— Instructions —
1. In the blog entry, rewrite the part starting with "Over the past three" and going on through "of the objects.", changing "portraits" to "paintings".
2. Carry on the blog entry about the Watermill Theatre outing, the eye check-up and the miniature portraits from the point where it stops.

— Selected excerpt —

The lovely Joanna Lumley – who greets me every time I open my computer in AOL - was performing at the Watermill Theatre in Newbury last Wednesday.
Cousin Paul had invited me to accompany him to the show. This wonderful little theatre seats just 220 people. It’s located on the banks of the river Lambourn in West Berkshire. A mention was made in the Domesday book of a theatre on the site. For hundreds of years the Watermill produced corn and paper, then in the early 1960’s was converted into a theatre.
Joanna Lumley was great – so elegant and friendly. She talked about her time alone on a desert island when she made a pair of shoes out of her bra (informing us that her breasts were the same size as her feet!). People in the audience were encouraged to ask questions as she described her time in the Avengers TV series, the James Bond film, and of course the hilariously funny ‘Absolutely Fabulous’ TV series. She talked about her wonderfully uplifting visit to the Northern lights in the Arctic – I remember it clearly. A truly great afternoon.
Inside the Watermill Theatre
When we got back to Paul’s house he spent some time becoming a follower on my blog and downloaded a picture of one of his prize bulls as his identification symbol. It won’t be long before he starts his own blog as he’s already drafted out his first. Later in the evening we were joined by Jo and went for dinner at a very friendly pub in the nearby village of Chieveley.
I went for the annual check-up at my optician the other day – my records there go back over 40 years. Luckily my one good eye is ‘super-duper’ and does the work of two. In fact I can still read the very smallest point size (about 2 pt.) on their chart. As I regularly have an ‘Optimat’ test – which photographs the back of the eye - it was interesting to see that the very tiny beginnings of a cataract hasn’t moved or grown over the past ten years. However the optician said that if it does ever become a problem, a mere 20 minute procedure would replace the lens and not only solve the problem but would almost definitely cure my astigmatism. Thank goodness we are living in an age of such rapid progress in medicine.
Over the past three weeks I’ve painted three miniature portraits for a client in New York, and am very much looking forward to seeing them in their frames, because they will be housed in the most spectacular solid gold and coloured enamel ‘Faberge styled’ frames which will cost about twenty times my fee for the portraits! They are to be a present for a rich man’s 70th birthday.
Last night I was watching ‘Priceless Antiques’ from the Antiques Road Show on television and was intrigued with one of the objects.

— Supplied entries —
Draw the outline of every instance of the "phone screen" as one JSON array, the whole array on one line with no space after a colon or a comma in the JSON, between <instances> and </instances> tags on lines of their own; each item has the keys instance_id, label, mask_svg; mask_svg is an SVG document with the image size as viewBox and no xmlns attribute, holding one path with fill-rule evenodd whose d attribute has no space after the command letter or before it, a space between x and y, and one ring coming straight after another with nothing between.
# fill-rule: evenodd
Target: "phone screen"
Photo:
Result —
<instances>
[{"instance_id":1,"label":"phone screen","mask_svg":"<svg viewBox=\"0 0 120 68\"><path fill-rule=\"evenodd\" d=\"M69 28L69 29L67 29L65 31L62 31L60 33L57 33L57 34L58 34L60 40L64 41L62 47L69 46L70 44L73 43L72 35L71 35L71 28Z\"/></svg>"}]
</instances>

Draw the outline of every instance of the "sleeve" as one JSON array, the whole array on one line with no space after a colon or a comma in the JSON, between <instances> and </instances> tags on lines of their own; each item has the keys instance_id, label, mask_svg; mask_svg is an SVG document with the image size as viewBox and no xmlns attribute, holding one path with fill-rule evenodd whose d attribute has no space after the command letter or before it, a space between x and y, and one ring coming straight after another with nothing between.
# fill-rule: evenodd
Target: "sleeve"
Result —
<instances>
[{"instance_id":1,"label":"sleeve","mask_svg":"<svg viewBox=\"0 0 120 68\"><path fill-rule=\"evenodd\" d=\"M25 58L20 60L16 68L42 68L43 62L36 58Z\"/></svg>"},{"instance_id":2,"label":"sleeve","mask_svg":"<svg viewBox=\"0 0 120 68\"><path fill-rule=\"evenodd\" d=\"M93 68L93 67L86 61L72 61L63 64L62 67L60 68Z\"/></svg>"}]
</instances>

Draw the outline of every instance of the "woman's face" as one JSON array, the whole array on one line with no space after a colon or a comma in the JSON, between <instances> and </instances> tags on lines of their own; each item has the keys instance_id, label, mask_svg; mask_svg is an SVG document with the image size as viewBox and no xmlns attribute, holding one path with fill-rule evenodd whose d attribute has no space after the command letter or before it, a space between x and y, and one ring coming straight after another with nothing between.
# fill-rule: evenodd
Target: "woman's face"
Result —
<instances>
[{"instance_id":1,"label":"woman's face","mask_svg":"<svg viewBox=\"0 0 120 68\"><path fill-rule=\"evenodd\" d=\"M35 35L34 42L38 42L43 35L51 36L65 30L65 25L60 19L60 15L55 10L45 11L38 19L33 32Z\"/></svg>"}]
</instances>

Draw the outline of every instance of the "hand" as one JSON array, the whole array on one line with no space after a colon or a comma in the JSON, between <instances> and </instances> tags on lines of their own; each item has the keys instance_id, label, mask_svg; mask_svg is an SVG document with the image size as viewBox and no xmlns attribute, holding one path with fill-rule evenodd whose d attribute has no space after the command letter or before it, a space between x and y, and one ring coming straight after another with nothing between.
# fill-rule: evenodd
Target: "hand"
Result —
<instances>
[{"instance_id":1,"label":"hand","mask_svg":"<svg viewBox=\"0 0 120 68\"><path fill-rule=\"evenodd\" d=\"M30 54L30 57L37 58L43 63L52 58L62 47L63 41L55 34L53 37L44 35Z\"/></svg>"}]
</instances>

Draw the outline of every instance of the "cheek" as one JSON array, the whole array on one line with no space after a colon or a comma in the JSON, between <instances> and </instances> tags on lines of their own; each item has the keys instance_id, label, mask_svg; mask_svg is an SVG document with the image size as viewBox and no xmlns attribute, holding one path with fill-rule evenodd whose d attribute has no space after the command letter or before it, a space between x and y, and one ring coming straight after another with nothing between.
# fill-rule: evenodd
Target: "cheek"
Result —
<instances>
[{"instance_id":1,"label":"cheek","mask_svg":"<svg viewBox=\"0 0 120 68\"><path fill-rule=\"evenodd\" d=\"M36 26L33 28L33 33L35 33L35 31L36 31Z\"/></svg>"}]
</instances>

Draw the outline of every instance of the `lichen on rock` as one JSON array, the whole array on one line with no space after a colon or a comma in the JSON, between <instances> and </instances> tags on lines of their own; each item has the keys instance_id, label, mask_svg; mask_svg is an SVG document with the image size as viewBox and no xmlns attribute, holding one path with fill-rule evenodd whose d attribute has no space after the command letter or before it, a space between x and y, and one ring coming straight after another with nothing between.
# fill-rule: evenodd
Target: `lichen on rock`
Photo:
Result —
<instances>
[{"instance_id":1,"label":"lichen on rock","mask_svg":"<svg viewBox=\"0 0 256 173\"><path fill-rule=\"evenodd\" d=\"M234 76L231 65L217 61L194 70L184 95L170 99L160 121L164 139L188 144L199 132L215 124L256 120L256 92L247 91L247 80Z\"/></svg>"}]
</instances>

— Responses to the exercise —
1.
Over the past three weeks I’ve painted three miniature paintings for a client in New York, and am very much looking forward to seeing them in their frames, because they will be housed in the most spectacular solid gold and coloured enamel ‘Faberge styled’ frames which will cost about twenty times my fee for the paintings! They are to be a present for a rich man’s 70th birthday.
Last night I was watching ‘Priceless Antiques’ from the Antiques Road Show on television and was intrigued with one of the objects.

2.
Just a pencil you’d think – that is until the owner showed how the rubber (or eraser for the benefit of my American friends) at the end of the pencil unscrewed to reveal a tiny compass. And inside the shaft of the pencil was a complete rolled-up map of Germany, printed on the thinnest of tracing paper. These pencils were smuggled in to our prisoners of war in Germany during the Second World War, and with just these two items an escapee could hopefully find his way out of the country to freedom. This reminded me of a truly intriguing story I read about recently. Again, during the war, when devices were sought to facilitate escapes from the prisoner-of-war camps, Waddington, the makers of the board game ‘Monopoly’ was approached to help. As ‘games and pastimes’ was a category allowed to be inserted into CARE packages sent to prisoners of war by the International Red Cross, under the strictest of secrecy in a securely guarded workshop in the grounds of Waddington’s, a group of sworn-to-secrecy employees began mass producing escape maps keyed to each region of Germany or Italy where allied POW camps were located. MI5 had the idea of printing escape maps on silk. Silk because it is durable, can be scrunched up into tiny wads, makes no noise, and can be unfolded as many times as needed.
Hidden inside Monopoly playing pieces these maps were augmented by a small compass, a two part metal file that could be screwed together, and useful amounts of high denomination German, French and Italian currency. These were hidden within the piles of Monopoly money. Air crews were advised before taking off on their first mission, how to identify a ‘rigged’ Monopoly set – by means of a tiny red dot, located in the corner of the Free Parking square. Of the estimated 35,000 Allied POW’s who successfully escaped, an estimated one third were aided by the rigged Monopoly sets. Everyone who did so was sworn to secrecy indefinitely, since the British Government might want to use this highly successful ruse in a future war. In fact the story wasn’t declassified until 2007, when the surviving craftsmen from Waddington’s, as well as the firm itself, were finally honoured in a public ceremony.